Your instructions » Copy out the stretch of the material from the line containing "request | drop a dot on each instance of the person's" through the last line of the material, character for character, and leave the pictures out.

Data section »
==*==
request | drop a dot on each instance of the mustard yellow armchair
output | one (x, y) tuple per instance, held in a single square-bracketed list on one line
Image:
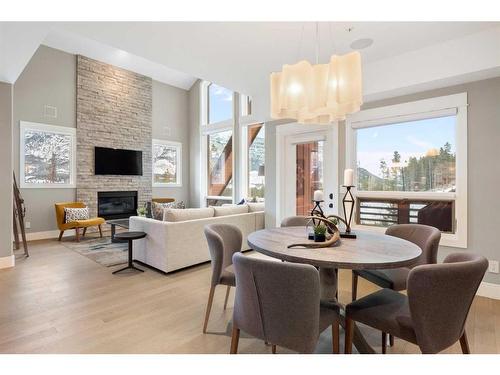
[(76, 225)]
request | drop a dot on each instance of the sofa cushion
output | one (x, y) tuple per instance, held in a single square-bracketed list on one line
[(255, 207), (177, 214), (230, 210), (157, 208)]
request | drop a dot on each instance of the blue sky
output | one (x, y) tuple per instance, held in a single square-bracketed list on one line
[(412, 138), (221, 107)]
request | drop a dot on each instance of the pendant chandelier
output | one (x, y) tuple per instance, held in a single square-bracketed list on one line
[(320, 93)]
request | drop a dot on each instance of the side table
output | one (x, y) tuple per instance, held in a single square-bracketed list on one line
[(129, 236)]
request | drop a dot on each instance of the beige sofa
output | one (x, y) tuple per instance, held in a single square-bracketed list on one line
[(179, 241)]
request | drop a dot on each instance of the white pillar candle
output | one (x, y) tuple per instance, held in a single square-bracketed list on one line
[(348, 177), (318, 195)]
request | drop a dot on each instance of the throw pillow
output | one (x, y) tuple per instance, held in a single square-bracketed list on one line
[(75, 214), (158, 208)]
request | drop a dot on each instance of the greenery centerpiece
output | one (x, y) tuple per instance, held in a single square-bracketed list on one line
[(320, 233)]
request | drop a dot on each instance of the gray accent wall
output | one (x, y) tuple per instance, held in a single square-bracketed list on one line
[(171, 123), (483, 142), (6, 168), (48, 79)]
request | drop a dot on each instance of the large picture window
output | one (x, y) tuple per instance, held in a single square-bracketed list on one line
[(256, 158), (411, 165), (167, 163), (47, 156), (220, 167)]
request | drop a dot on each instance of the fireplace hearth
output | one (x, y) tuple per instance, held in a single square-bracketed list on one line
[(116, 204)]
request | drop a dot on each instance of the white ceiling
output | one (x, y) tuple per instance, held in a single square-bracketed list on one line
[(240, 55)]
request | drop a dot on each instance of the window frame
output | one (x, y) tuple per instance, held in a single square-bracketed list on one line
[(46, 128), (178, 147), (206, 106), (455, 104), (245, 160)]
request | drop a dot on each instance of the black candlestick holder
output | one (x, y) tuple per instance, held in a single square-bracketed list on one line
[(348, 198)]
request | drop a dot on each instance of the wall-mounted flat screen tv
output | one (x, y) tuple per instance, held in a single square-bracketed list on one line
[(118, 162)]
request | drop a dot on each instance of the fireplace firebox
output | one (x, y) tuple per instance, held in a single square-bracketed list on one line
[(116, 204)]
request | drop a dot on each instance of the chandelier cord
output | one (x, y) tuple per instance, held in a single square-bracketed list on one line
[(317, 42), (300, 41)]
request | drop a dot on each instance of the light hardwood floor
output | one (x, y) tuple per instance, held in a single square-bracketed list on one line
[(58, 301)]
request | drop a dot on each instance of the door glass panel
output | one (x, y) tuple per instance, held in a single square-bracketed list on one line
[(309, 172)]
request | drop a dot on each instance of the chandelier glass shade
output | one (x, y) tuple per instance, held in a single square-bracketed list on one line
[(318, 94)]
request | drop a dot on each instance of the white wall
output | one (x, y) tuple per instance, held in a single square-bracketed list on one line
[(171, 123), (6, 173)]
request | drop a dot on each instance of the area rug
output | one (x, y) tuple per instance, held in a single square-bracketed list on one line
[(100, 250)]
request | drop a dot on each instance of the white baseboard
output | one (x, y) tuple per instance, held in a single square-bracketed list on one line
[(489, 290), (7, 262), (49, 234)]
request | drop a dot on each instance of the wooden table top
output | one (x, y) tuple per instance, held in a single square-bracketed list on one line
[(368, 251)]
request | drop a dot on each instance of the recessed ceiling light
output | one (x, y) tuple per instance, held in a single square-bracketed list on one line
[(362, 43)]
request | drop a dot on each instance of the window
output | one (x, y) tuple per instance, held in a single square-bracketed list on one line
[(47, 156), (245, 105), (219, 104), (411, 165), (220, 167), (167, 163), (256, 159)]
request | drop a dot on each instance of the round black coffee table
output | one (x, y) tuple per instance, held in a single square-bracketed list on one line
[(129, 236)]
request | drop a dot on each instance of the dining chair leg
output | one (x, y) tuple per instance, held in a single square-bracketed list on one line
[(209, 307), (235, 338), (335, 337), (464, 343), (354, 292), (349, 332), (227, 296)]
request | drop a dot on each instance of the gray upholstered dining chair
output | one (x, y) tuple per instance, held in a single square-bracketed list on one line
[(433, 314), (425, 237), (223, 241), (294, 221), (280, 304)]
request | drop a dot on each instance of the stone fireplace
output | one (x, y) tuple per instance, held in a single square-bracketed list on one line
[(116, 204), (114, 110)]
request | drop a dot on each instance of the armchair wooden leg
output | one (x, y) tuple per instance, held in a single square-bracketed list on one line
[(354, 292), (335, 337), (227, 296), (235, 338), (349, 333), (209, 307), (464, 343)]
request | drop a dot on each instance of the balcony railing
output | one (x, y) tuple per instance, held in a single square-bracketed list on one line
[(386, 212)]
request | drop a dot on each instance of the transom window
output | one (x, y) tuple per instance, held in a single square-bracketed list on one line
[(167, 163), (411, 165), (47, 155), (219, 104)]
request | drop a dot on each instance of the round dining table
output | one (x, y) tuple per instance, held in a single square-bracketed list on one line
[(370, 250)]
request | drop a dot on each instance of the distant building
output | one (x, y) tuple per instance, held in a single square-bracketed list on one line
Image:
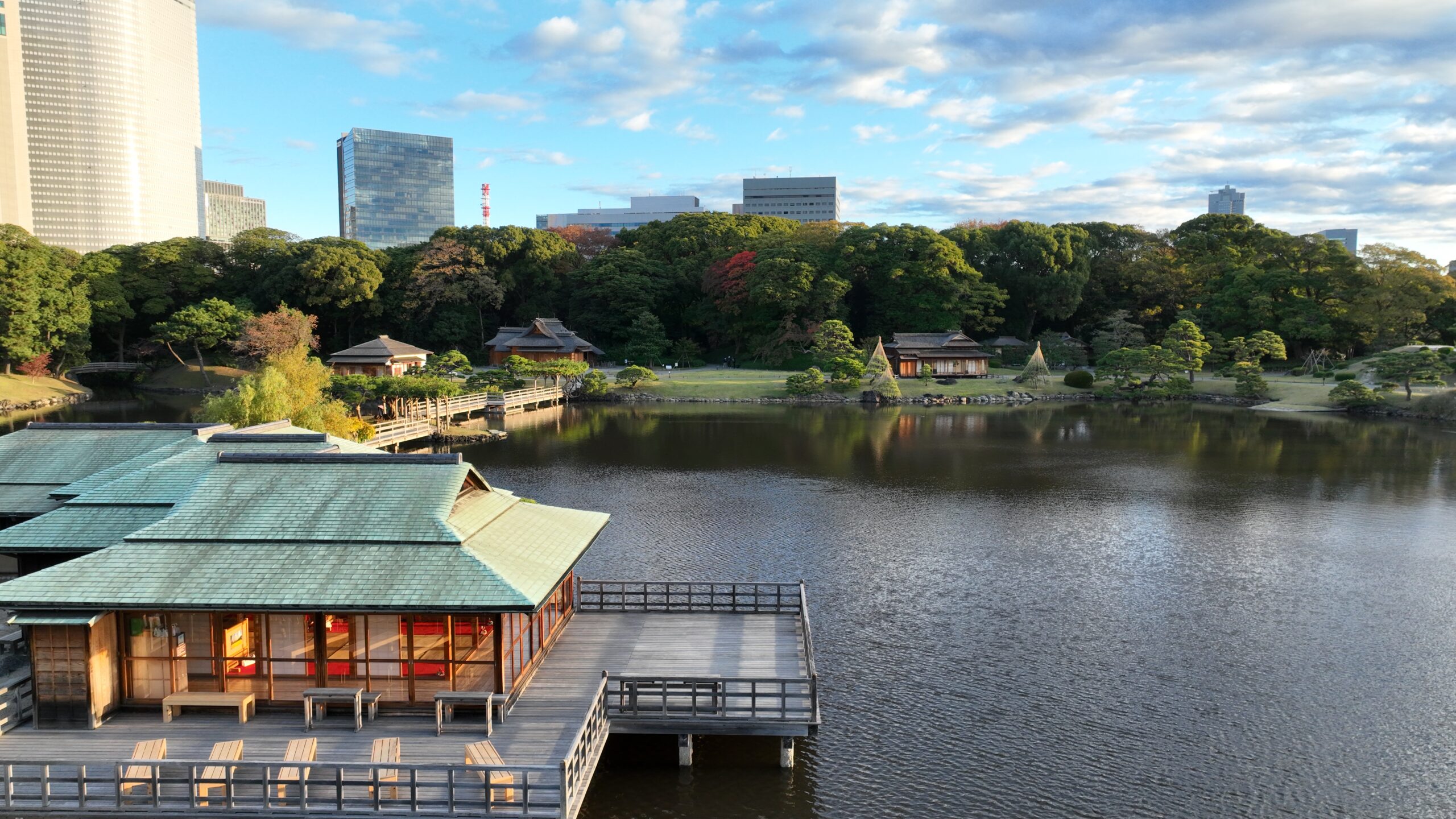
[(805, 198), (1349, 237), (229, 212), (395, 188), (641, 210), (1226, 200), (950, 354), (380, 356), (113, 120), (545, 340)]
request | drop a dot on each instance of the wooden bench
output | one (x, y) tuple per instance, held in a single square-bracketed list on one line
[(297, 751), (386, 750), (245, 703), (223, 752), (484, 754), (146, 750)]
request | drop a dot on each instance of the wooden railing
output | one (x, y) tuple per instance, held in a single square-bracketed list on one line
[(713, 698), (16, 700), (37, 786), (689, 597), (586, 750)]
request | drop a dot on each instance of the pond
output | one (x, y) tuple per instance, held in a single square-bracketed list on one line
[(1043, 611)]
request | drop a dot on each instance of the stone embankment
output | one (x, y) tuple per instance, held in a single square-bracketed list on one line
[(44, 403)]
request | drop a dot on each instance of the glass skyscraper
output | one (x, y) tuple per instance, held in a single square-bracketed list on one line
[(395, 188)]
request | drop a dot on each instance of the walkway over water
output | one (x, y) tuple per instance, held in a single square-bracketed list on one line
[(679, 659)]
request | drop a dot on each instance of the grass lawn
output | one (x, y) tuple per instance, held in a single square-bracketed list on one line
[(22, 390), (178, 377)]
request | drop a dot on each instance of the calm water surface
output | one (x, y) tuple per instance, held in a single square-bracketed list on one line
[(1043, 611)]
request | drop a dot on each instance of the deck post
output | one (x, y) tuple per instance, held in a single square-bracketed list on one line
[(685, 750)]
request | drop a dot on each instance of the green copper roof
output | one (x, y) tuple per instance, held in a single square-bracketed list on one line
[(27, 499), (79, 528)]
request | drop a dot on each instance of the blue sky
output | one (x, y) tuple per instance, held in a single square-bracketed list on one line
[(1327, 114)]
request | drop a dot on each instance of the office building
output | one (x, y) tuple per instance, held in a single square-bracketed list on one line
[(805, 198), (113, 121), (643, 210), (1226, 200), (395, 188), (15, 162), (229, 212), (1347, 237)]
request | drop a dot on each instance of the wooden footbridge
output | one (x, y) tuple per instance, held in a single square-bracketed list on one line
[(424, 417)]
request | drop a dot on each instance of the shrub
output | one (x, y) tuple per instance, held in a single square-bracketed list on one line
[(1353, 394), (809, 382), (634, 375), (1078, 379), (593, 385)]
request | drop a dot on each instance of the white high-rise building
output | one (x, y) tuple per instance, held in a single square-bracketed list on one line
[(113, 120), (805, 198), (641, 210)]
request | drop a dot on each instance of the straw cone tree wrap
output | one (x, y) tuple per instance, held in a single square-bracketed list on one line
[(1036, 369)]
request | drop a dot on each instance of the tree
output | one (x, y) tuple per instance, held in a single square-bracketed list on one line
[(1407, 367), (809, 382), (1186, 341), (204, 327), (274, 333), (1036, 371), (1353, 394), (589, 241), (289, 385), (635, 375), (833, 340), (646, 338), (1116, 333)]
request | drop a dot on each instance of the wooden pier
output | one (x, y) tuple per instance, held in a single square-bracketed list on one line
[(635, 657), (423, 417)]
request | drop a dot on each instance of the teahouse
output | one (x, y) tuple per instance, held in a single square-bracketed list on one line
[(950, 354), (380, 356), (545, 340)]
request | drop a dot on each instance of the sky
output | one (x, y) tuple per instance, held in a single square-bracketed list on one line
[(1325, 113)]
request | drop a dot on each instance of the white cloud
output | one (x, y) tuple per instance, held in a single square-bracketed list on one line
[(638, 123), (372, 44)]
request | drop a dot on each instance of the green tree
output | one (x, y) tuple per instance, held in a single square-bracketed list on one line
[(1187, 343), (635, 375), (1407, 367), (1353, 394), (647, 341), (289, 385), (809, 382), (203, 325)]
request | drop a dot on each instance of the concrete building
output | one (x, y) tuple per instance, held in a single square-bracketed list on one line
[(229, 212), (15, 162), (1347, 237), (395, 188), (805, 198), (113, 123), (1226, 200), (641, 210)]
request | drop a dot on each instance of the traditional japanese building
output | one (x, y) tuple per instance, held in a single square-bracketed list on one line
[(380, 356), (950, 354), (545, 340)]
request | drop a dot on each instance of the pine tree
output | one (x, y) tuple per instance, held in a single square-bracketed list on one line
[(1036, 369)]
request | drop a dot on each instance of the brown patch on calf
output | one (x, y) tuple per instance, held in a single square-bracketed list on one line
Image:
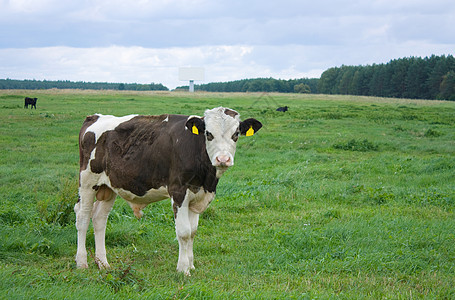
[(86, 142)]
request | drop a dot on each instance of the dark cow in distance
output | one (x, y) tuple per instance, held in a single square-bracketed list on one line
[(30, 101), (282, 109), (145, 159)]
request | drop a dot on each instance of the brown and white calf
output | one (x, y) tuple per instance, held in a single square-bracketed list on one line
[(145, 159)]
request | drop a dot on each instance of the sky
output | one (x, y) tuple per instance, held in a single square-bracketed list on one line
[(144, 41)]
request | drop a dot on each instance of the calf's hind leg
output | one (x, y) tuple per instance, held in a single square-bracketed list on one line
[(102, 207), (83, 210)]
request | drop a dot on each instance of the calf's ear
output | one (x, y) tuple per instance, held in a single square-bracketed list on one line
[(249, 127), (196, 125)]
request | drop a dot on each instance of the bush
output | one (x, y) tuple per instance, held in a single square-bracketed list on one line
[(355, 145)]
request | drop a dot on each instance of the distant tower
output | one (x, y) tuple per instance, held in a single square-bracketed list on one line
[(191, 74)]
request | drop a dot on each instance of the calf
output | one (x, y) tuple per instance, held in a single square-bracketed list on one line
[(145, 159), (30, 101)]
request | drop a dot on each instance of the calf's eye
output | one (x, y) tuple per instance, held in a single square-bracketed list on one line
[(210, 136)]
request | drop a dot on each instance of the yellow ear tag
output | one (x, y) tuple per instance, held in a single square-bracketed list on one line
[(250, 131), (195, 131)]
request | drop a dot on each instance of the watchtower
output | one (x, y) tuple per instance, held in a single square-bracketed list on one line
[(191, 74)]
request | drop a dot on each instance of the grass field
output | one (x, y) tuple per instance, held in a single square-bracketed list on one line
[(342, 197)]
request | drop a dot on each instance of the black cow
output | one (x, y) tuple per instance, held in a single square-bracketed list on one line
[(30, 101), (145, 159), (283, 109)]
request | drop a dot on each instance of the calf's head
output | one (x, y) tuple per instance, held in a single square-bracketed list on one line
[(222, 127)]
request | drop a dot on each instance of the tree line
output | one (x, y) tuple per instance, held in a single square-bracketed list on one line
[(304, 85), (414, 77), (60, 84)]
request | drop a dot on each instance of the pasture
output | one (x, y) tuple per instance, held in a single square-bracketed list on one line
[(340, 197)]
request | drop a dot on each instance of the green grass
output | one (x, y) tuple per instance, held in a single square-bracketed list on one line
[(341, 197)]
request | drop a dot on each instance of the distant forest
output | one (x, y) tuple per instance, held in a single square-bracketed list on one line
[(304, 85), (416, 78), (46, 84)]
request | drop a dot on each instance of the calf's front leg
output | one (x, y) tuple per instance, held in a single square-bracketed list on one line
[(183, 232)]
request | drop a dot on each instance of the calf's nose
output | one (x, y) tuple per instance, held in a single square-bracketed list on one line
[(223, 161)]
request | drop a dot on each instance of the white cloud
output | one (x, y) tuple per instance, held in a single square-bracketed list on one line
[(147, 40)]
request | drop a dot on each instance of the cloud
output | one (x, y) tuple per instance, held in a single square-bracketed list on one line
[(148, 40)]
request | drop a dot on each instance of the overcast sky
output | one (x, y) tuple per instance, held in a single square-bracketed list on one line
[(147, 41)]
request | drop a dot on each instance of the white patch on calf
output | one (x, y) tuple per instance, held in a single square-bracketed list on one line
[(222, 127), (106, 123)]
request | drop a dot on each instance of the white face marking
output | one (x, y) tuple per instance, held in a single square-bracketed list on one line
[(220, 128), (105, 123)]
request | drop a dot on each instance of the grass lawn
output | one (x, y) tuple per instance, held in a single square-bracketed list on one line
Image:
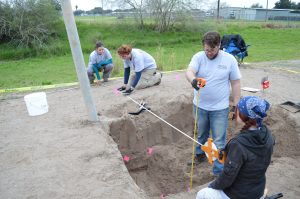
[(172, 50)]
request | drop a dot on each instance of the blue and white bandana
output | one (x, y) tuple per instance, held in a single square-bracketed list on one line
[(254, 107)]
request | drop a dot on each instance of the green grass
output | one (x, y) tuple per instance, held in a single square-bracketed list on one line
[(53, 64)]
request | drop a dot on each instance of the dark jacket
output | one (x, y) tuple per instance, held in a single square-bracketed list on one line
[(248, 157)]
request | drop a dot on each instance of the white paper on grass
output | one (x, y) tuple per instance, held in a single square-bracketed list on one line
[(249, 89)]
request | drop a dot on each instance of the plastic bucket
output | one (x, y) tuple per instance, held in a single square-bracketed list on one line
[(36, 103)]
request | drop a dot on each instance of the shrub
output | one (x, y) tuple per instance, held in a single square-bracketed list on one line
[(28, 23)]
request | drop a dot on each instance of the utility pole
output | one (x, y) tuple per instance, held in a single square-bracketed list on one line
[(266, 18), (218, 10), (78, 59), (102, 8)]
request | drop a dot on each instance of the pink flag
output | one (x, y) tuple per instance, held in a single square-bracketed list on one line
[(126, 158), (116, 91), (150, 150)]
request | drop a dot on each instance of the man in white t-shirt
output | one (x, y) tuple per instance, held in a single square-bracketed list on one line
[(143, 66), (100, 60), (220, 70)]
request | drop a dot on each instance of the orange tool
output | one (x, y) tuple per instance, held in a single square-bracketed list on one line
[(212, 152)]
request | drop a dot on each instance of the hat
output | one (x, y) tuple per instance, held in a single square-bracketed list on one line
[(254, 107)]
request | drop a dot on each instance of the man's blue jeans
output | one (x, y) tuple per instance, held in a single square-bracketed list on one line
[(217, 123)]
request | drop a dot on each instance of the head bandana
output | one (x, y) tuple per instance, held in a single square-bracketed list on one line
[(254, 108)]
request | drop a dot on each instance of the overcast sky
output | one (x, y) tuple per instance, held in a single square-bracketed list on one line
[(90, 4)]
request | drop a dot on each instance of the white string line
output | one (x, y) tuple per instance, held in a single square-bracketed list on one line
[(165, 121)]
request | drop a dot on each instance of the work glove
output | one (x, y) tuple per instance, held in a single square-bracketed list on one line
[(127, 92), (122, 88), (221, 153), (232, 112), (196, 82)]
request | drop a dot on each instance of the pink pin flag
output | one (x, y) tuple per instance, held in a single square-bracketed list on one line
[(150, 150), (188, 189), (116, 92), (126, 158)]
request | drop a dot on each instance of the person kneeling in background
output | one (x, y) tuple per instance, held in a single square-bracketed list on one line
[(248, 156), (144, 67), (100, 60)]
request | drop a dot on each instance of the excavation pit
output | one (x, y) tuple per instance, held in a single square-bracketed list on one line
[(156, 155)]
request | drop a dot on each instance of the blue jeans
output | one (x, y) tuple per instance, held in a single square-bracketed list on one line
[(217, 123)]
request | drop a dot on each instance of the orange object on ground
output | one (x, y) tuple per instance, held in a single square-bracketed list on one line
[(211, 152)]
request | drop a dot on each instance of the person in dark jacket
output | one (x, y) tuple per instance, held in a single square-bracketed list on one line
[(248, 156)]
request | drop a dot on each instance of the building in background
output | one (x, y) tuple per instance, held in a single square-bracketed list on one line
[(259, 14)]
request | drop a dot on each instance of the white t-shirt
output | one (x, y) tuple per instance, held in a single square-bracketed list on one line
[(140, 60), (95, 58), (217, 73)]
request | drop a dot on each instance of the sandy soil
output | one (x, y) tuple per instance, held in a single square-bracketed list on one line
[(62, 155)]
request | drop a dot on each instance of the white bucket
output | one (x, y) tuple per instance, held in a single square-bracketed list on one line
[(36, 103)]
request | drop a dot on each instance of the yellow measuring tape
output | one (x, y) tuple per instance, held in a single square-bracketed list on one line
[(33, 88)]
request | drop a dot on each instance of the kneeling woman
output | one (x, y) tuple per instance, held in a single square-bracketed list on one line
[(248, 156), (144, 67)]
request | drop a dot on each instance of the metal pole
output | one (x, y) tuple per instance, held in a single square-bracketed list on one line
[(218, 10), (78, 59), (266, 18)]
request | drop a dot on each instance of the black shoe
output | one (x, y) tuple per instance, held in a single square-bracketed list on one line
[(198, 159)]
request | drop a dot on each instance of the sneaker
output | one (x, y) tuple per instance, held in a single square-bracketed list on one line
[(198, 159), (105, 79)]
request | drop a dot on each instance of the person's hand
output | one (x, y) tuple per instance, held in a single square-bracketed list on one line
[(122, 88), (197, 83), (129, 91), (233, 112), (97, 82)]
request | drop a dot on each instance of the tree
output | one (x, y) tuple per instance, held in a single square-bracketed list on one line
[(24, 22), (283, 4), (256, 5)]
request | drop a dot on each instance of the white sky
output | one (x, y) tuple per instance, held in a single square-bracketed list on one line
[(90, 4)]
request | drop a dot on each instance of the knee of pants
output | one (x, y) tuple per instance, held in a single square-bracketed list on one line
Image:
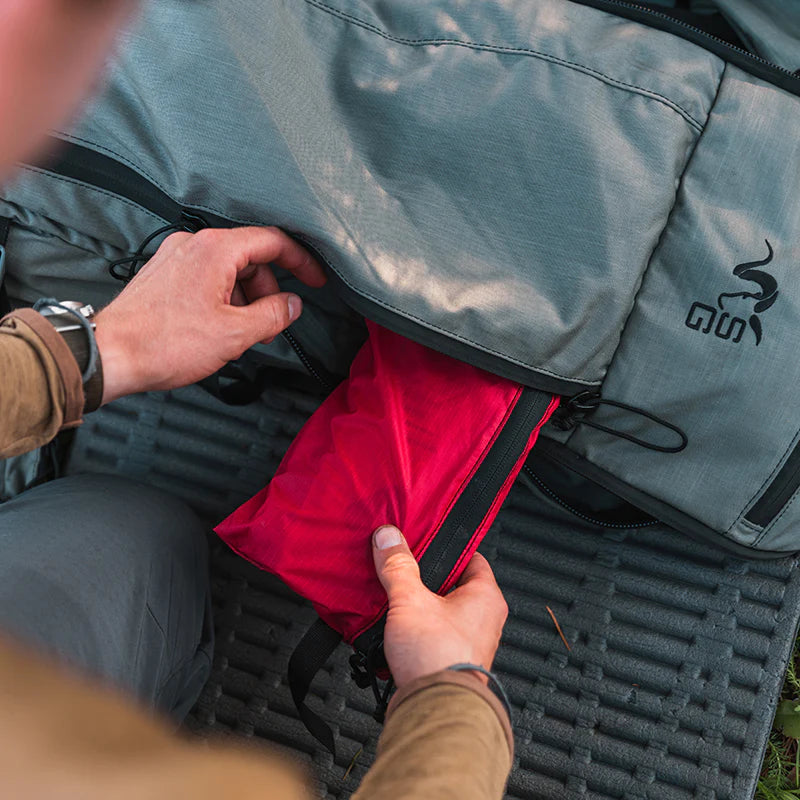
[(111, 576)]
==*==
Result »
request | drop a dot on each instance of the person's hand
output | one (x, y) tuple per instance, held in a single square-bracketed list on one line
[(122, 88), (197, 83), (129, 91), (233, 112), (97, 82)]
request | drop a dot on each instance of the tree
output | one (x, y) tuple per instance, held in a single square-bracketed list on one line
[(24, 22), (283, 4), (256, 5)]
request | drop a dot on each instance of the white sky
output | one (x, y) tuple per instance, held in a single square-bracketed list on one line
[(90, 4)]
request | drop a dot on each instance of the knee of pants
output | one (x, y) tuple per instance, held in a single square-bracketed list on one line
Image:
[(111, 576)]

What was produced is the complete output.